Aim of the exercise:
Quote the material below word for word, beginning with its first line and ending after the line that contains "positive clicks: (209, 137)". Omit the pictures.

Data supplied:
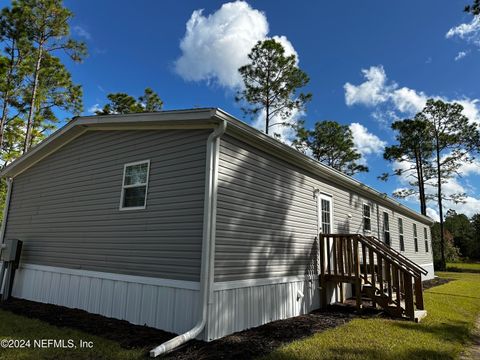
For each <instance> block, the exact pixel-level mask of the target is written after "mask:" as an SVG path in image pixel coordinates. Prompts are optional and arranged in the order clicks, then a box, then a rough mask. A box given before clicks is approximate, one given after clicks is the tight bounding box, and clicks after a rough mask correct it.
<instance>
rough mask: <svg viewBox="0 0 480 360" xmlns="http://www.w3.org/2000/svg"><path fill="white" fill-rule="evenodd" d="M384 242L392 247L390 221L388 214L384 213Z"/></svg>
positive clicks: (383, 238)
mask: <svg viewBox="0 0 480 360" xmlns="http://www.w3.org/2000/svg"><path fill="white" fill-rule="evenodd" d="M383 240H384V241H385V244H387V245H388V246H390V221H389V219H388V213H386V212H384V213H383Z"/></svg>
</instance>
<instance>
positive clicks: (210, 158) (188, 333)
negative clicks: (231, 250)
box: [150, 120, 227, 357]
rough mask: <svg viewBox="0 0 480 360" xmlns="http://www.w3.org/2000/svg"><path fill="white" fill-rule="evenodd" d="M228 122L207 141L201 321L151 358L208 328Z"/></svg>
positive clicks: (209, 137)
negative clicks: (209, 310) (206, 327)
mask: <svg viewBox="0 0 480 360" xmlns="http://www.w3.org/2000/svg"><path fill="white" fill-rule="evenodd" d="M226 127H227V121H226V120H223V121H222V122H221V123H220V124H219V126H218V127H217V128H216V129H215V131H213V132H212V133H211V134H210V135H209V136H208V139H207V155H206V172H205V200H204V209H203V214H204V215H203V236H202V264H201V270H200V309H201V318H200V319H199V320H198V322H197V324H196V325H195V326H194V327H193V328H192V329H190V330H189V331H187V332H185V333H184V334H181V335H178V336H176V337H174V338H173V339H170V340H168V341H166V342H164V343H163V344H161V345H159V346H157V347H156V348H154V349H152V350H150V357H157V356H158V355H162V354H166V353H168V352H170V351H172V350H174V349H175V348H177V347H178V346H180V345H182V344H184V343H186V342H187V341H189V340H192V339H195V338H196V337H197V336H198V335H199V334H200V333H201V332H202V330H203V329H204V328H205V325H206V323H207V316H208V303H209V298H210V292H211V290H212V284H213V267H214V249H215V245H214V243H215V221H216V219H215V217H216V208H217V206H216V199H217V195H216V193H217V191H216V189H217V178H218V167H217V165H218V149H219V144H220V141H219V139H220V137H221V136H222V135H223V134H224V133H225V129H226Z"/></svg>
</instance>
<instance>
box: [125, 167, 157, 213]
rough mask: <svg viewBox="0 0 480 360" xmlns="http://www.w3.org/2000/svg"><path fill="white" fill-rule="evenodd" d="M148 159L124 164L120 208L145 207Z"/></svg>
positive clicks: (147, 182) (149, 169)
mask: <svg viewBox="0 0 480 360" xmlns="http://www.w3.org/2000/svg"><path fill="white" fill-rule="evenodd" d="M149 172H150V160H145V161H139V162H135V163H130V164H125V167H124V169H123V182H122V195H121V198H120V210H138V209H145V207H146V206H147V190H148V176H149Z"/></svg>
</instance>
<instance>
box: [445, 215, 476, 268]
mask: <svg viewBox="0 0 480 360" xmlns="http://www.w3.org/2000/svg"><path fill="white" fill-rule="evenodd" d="M445 230H446V231H448V232H449V233H450V234H451V235H452V237H453V243H454V245H455V246H456V247H457V248H458V249H459V252H460V255H461V256H462V257H463V258H464V259H467V260H472V259H473V260H480V241H479V240H480V235H479V233H478V230H480V214H475V215H474V216H473V217H472V218H471V219H469V218H468V217H467V216H466V215H465V214H457V213H456V212H455V211H451V210H450V211H448V212H447V215H446V217H445ZM446 260H447V261H452V260H451V259H448V258H447V259H446Z"/></svg>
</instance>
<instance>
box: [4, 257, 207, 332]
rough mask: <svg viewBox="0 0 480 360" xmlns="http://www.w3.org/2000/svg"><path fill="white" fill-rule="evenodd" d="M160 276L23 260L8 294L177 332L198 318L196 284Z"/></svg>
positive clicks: (197, 285) (196, 288) (181, 331)
mask: <svg viewBox="0 0 480 360" xmlns="http://www.w3.org/2000/svg"><path fill="white" fill-rule="evenodd" d="M162 280H163V279H154V278H143V277H135V276H124V275H119V274H109V273H99V272H93V271H85V270H72V269H65V268H56V267H49V266H40V265H29V264H25V265H23V266H22V267H21V268H20V269H18V270H17V272H16V275H15V282H14V288H13V294H12V295H13V296H14V297H17V298H22V299H26V300H32V301H38V302H43V303H49V304H55V305H61V306H66V307H69V308H77V309H82V310H85V311H88V312H90V313H94V314H100V315H103V316H106V317H112V318H116V319H121V320H127V321H129V322H131V323H133V324H137V325H147V326H151V327H155V328H158V329H162V330H165V331H169V332H173V333H177V334H179V333H183V332H185V331H188V330H190V329H191V328H192V327H193V326H194V325H195V323H196V322H197V320H198V318H197V316H198V310H197V307H198V283H195V282H187V281H172V280H164V281H162ZM162 282H164V283H165V284H162ZM180 286H184V287H187V288H180Z"/></svg>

Reply to the exercise:
For each <instance> block, the exact pixel-level mask of the target is written after "mask:" as an SVG path in image pixel coordinates. Prompts are optional and arranged in the order clicks, then a box, then a rough mask. A box given before clicks is approximate, one given after clicks is the tight bounding box, and clicks after a rough mask correct it.
<instance>
rough mask: <svg viewBox="0 0 480 360" xmlns="http://www.w3.org/2000/svg"><path fill="white" fill-rule="evenodd" d="M384 242L392 247L390 221L388 214L384 213Z"/></svg>
positive clicks: (383, 238)
mask: <svg viewBox="0 0 480 360" xmlns="http://www.w3.org/2000/svg"><path fill="white" fill-rule="evenodd" d="M383 240H384V241H385V244H387V245H388V246H390V221H389V219H388V213H386V212H384V213H383Z"/></svg>
</instance>
<instance>
positive clicks: (210, 158) (188, 333)
negative clicks: (231, 250)
box: [150, 120, 227, 357]
rough mask: <svg viewBox="0 0 480 360" xmlns="http://www.w3.org/2000/svg"><path fill="white" fill-rule="evenodd" d="M228 122L207 141L201 321L151 358L208 328Z"/></svg>
positive clicks: (209, 137)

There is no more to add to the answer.